— WORK INSTRUCTIONS —
The reply should contain only the lines from the start of the records through the line with "--target green leaf", reproduced verbatim and without pictures.

— EXCERPTED DATA —
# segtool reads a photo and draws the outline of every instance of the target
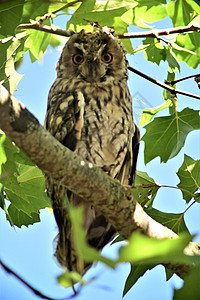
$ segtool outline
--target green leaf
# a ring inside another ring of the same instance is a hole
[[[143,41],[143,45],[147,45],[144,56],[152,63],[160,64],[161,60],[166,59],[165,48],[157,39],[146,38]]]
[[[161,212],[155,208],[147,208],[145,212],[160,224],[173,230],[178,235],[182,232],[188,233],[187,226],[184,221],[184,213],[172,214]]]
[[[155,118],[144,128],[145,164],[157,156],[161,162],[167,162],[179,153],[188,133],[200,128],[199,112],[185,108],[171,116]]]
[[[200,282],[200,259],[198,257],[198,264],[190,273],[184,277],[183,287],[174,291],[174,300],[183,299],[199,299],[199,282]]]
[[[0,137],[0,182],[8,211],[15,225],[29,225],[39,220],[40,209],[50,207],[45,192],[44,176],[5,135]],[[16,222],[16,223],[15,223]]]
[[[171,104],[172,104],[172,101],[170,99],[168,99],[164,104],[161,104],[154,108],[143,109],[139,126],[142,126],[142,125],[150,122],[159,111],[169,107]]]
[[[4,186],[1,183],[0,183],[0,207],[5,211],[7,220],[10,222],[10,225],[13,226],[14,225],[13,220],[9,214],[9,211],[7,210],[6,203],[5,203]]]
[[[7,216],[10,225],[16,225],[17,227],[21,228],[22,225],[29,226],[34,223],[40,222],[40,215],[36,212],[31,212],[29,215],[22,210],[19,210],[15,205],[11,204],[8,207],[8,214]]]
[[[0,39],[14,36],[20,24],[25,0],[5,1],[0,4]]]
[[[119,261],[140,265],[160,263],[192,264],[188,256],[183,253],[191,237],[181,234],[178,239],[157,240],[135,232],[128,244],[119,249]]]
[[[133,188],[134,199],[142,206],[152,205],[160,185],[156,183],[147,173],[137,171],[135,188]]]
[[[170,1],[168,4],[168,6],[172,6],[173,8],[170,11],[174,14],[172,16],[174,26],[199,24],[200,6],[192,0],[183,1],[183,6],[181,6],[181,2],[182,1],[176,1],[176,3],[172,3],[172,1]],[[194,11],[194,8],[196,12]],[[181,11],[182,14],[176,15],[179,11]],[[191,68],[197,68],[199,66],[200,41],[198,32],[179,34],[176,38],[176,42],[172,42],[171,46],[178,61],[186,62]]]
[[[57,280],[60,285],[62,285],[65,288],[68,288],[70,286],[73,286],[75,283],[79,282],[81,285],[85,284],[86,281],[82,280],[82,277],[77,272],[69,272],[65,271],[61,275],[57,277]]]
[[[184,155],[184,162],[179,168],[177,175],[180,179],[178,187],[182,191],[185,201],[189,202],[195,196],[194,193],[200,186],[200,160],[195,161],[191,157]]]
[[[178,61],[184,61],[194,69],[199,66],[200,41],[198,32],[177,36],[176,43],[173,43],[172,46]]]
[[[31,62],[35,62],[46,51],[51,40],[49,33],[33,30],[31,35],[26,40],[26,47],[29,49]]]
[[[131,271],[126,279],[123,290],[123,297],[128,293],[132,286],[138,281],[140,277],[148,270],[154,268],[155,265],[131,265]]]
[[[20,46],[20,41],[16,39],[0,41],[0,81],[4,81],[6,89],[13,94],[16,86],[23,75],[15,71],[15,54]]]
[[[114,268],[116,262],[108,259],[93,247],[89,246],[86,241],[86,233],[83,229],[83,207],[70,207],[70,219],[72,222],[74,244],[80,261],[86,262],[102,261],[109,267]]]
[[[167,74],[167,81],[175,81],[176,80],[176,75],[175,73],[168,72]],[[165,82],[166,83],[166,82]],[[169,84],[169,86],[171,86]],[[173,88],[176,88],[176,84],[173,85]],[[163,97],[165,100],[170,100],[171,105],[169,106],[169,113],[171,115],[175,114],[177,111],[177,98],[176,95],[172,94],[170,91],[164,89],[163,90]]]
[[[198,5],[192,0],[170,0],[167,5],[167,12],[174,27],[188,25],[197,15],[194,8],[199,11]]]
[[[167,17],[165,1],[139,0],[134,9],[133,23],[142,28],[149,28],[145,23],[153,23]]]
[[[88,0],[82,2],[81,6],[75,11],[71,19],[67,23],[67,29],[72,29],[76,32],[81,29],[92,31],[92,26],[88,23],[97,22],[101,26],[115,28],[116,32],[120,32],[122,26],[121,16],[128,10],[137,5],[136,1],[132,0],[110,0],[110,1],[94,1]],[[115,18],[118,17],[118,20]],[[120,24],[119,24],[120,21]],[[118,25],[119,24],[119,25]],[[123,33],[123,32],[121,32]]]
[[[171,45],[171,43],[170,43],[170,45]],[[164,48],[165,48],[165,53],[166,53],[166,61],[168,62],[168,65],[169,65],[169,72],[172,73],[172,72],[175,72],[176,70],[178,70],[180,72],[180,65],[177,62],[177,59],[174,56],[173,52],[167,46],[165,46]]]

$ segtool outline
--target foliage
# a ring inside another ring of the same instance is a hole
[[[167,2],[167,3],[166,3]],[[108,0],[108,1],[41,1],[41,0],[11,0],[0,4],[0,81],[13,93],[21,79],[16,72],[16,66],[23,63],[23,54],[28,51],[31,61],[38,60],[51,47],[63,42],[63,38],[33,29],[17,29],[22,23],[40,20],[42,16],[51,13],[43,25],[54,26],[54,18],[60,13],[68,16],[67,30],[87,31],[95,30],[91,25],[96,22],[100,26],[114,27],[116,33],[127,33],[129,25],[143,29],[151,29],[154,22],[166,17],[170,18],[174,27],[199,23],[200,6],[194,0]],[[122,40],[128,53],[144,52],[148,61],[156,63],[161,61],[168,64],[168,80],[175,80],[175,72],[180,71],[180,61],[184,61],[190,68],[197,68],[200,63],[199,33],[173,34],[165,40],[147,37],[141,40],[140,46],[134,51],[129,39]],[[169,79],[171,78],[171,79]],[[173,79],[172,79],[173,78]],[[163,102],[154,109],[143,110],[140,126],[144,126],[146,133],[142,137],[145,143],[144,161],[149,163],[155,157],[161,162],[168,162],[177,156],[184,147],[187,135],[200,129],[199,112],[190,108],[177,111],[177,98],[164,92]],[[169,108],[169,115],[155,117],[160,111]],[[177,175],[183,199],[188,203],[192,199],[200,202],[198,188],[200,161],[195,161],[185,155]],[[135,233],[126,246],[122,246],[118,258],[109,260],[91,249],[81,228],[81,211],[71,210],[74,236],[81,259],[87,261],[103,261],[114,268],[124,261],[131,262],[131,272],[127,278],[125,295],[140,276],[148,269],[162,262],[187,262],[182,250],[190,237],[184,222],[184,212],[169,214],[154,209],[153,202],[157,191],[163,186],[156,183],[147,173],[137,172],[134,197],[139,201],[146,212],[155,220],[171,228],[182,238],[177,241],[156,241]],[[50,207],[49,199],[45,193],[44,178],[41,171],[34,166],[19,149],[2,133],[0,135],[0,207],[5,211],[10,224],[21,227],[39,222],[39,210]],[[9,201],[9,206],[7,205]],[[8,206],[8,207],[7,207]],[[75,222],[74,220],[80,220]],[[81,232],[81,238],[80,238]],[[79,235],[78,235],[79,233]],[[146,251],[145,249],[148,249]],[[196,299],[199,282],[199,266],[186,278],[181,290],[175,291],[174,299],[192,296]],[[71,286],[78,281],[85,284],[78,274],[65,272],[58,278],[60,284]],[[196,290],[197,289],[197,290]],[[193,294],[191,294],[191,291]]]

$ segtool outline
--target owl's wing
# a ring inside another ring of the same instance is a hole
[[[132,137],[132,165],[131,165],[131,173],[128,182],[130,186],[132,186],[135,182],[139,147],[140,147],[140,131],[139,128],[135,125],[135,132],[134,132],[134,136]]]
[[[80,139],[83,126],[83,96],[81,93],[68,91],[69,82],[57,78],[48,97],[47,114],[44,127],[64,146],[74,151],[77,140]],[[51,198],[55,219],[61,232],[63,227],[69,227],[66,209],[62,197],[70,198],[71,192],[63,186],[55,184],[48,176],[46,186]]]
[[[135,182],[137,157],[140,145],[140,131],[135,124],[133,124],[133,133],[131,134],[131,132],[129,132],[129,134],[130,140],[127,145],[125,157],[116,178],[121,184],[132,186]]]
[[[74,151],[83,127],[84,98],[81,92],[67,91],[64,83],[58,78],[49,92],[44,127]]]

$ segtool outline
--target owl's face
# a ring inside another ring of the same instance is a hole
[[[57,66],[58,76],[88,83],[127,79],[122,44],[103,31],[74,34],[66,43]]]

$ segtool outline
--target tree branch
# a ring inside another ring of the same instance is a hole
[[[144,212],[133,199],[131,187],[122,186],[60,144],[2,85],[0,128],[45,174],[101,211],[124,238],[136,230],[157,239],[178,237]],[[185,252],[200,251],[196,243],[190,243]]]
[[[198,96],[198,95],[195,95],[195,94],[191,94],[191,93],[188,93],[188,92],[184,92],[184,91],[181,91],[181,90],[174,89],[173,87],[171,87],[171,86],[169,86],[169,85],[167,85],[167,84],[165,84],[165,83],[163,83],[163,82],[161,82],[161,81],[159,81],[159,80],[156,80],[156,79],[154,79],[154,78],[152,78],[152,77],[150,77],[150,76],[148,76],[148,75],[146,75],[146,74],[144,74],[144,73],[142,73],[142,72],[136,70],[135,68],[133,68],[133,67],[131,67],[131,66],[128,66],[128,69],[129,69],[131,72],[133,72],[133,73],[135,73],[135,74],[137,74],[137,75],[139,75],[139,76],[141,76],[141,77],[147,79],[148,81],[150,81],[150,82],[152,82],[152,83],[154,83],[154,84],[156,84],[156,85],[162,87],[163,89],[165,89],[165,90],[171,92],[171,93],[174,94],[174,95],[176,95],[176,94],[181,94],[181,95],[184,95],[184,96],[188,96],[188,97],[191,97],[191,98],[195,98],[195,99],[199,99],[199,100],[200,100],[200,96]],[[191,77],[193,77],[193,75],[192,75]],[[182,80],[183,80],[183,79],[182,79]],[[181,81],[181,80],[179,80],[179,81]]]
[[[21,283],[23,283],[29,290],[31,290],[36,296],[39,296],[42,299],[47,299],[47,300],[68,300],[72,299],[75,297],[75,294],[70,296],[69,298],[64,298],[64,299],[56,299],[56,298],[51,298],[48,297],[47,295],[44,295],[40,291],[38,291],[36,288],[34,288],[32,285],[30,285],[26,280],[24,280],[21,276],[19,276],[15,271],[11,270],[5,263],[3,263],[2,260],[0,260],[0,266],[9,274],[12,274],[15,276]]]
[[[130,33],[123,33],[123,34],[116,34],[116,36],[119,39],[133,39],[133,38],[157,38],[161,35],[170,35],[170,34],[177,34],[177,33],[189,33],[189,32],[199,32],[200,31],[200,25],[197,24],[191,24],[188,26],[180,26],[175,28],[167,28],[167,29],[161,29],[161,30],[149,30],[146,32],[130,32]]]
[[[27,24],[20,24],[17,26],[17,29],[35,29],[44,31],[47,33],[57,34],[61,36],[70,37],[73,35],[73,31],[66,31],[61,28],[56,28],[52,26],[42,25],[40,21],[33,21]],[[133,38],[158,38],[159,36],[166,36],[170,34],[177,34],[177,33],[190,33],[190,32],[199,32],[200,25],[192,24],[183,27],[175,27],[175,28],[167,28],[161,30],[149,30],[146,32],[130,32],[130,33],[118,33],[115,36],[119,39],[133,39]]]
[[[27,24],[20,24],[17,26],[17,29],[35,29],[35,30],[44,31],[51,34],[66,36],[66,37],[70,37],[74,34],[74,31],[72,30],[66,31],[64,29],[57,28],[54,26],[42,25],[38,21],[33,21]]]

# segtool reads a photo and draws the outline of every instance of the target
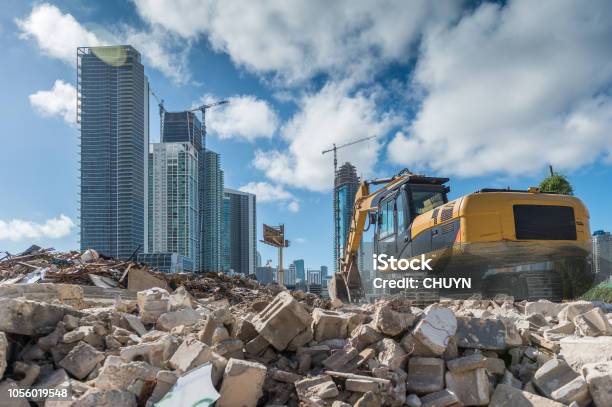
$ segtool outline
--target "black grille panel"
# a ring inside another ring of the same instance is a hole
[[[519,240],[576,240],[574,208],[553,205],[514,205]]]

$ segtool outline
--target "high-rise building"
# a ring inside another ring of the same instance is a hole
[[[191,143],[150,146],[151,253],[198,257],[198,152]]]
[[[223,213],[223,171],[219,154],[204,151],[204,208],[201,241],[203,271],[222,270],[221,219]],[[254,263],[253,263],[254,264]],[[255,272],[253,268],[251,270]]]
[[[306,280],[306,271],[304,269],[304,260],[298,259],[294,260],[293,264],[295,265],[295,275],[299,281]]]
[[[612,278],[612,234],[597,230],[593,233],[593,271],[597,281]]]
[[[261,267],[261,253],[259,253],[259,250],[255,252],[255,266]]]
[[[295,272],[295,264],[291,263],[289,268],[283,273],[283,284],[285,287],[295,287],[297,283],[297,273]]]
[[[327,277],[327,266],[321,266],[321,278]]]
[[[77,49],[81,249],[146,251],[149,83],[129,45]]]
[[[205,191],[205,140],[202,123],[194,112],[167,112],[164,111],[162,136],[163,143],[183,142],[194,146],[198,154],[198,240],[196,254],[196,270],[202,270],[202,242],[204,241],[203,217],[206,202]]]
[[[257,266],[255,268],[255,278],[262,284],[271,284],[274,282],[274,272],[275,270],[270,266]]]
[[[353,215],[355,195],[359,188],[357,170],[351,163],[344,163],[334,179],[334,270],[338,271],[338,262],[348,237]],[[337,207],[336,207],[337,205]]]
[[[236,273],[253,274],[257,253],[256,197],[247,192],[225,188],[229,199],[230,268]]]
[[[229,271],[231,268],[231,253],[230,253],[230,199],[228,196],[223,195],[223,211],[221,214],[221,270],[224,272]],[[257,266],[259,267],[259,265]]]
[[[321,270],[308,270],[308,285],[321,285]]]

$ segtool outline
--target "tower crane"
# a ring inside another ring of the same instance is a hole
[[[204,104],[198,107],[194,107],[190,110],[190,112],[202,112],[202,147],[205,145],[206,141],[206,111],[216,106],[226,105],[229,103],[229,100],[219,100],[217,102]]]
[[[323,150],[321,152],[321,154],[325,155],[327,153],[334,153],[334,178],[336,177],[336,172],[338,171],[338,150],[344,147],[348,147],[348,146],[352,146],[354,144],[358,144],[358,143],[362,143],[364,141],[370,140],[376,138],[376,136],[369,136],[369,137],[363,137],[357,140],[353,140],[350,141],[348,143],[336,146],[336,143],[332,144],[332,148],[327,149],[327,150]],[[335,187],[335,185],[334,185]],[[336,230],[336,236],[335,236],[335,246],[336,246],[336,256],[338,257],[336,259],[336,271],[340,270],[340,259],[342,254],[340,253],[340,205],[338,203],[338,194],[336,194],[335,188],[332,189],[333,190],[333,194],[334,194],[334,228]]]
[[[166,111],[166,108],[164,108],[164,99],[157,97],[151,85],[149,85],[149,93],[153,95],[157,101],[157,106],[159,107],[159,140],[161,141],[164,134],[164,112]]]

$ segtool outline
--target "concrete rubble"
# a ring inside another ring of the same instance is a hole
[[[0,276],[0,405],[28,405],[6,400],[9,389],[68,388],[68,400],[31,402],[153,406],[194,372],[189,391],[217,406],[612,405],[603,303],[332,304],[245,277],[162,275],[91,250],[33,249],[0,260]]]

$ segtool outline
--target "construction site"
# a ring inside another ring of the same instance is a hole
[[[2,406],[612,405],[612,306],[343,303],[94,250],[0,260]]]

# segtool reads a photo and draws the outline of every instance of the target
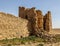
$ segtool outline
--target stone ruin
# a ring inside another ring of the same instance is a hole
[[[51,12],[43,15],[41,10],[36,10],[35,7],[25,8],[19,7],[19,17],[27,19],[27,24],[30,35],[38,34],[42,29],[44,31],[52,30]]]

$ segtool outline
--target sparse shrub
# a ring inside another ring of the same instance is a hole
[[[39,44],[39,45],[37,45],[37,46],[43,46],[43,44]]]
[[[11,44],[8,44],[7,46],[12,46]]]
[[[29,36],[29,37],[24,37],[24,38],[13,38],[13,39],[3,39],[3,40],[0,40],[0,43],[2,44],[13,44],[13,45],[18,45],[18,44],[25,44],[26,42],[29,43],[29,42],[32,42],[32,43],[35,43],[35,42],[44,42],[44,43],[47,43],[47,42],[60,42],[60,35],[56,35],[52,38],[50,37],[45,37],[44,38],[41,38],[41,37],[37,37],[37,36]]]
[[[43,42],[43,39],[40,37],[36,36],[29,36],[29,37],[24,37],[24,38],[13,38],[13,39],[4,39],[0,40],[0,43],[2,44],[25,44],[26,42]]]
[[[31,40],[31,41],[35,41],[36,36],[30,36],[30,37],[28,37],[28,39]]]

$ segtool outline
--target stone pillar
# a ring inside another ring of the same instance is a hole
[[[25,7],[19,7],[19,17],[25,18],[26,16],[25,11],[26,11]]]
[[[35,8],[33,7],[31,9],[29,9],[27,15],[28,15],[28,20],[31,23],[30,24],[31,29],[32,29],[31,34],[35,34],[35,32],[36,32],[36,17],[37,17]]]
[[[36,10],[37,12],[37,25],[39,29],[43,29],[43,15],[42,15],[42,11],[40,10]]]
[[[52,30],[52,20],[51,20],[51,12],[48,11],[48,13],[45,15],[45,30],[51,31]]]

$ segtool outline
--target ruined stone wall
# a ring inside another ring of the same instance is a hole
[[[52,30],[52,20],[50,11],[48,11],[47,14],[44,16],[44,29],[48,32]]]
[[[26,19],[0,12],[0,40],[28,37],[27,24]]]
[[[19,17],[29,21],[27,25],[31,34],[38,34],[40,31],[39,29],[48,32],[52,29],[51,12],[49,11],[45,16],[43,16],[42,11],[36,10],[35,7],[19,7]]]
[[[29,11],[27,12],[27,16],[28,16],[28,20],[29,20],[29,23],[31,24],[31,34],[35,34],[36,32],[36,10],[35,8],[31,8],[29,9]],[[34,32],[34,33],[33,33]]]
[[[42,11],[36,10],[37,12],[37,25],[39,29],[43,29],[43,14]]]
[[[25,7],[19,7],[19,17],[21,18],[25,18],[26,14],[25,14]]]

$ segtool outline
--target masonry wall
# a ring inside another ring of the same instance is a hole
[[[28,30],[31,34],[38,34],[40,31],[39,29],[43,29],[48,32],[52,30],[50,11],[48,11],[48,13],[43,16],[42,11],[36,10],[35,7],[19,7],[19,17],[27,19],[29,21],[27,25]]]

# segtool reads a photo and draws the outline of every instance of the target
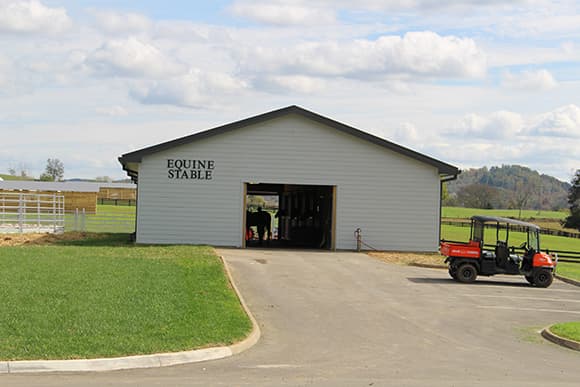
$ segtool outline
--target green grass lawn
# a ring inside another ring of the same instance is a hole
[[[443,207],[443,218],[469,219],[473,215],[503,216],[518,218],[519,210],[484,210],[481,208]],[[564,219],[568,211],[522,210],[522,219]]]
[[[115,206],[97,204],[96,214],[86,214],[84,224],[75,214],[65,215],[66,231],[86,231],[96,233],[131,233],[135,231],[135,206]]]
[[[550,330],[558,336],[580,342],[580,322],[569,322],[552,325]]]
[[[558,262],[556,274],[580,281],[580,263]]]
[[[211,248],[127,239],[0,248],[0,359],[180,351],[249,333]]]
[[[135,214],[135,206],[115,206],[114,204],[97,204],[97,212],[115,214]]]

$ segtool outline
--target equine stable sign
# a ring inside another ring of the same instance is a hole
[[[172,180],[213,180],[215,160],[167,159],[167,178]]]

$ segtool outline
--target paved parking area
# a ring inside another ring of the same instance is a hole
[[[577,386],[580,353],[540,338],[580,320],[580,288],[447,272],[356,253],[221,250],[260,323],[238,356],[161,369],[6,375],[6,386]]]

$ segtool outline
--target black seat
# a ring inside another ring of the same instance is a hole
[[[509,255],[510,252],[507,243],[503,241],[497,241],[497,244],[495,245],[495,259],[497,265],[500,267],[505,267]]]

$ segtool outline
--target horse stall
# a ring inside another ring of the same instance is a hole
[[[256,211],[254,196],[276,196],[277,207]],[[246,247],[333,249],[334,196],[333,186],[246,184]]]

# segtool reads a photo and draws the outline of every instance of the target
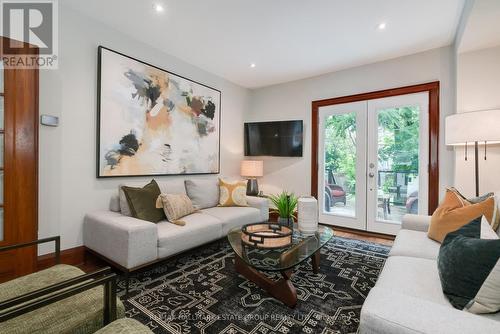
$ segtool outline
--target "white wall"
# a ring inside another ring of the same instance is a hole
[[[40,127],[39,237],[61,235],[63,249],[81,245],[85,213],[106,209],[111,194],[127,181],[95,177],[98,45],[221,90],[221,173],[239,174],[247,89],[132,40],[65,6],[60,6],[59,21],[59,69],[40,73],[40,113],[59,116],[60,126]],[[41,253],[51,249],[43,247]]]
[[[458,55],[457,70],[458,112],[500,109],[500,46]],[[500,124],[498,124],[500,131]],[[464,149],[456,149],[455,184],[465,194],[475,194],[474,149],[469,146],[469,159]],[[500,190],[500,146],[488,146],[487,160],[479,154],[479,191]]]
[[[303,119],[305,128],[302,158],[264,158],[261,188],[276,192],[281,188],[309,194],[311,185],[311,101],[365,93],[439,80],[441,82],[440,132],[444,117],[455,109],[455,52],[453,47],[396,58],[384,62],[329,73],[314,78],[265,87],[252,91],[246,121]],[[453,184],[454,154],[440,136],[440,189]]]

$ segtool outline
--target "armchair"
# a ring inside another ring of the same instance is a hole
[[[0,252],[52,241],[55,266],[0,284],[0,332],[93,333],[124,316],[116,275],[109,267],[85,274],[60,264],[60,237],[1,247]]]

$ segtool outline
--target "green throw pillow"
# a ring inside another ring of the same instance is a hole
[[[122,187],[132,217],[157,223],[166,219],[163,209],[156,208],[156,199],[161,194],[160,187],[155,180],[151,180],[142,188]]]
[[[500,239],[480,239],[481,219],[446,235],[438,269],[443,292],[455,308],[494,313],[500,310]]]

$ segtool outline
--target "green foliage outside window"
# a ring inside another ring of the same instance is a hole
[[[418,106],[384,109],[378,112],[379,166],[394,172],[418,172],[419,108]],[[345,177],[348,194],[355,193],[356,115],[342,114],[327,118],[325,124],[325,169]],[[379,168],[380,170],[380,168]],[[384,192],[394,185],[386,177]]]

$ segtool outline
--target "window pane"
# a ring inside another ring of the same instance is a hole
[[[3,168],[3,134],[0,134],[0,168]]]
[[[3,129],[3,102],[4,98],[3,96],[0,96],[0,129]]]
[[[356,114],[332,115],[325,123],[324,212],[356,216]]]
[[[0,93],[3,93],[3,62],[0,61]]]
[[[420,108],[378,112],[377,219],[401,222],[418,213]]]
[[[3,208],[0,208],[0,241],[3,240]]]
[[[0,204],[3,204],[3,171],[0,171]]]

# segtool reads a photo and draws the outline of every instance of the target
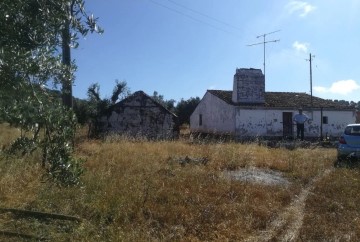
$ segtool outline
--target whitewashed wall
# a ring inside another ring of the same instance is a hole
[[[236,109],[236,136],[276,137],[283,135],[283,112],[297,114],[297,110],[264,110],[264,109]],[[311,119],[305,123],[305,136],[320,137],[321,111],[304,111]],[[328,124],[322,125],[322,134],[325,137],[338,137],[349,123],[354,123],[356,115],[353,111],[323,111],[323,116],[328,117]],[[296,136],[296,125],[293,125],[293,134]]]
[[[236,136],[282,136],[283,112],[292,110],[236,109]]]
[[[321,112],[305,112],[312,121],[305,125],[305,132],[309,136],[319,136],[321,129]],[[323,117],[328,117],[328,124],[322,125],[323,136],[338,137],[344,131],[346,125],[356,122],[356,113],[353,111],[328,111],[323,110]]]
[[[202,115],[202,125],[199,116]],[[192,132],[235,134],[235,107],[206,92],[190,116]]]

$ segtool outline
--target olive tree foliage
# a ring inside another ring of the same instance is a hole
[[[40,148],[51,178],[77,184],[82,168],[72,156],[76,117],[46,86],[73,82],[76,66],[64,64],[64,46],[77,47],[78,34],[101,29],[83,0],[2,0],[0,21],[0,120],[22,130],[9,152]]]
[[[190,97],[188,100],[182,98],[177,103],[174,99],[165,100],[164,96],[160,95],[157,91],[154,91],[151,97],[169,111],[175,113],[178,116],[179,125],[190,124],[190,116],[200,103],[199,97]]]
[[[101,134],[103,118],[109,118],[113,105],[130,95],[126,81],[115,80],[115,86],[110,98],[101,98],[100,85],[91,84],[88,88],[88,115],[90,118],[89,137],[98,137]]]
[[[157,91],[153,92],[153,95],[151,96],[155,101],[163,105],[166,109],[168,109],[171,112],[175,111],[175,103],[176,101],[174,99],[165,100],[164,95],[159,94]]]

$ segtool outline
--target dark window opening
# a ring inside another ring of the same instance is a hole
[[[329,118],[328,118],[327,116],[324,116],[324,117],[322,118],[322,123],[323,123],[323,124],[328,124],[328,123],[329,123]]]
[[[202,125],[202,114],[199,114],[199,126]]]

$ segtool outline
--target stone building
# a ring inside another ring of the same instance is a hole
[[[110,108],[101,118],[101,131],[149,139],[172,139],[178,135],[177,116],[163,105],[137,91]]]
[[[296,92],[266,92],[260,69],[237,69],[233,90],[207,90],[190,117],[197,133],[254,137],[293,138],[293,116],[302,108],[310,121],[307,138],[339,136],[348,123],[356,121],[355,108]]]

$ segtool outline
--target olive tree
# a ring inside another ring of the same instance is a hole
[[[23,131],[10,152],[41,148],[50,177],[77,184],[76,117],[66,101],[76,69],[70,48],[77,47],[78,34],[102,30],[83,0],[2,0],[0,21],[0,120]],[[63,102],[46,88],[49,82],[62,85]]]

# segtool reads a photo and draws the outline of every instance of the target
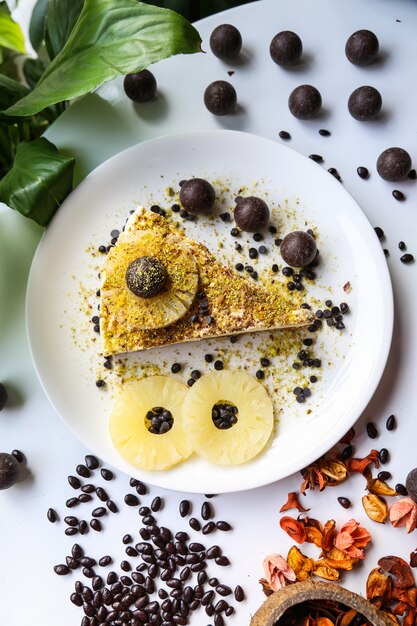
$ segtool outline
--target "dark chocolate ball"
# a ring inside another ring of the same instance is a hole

— TASK RESULT —
# segtool reads a photo and draws the outline of every instance of the target
$ segtool outline
--target green leaf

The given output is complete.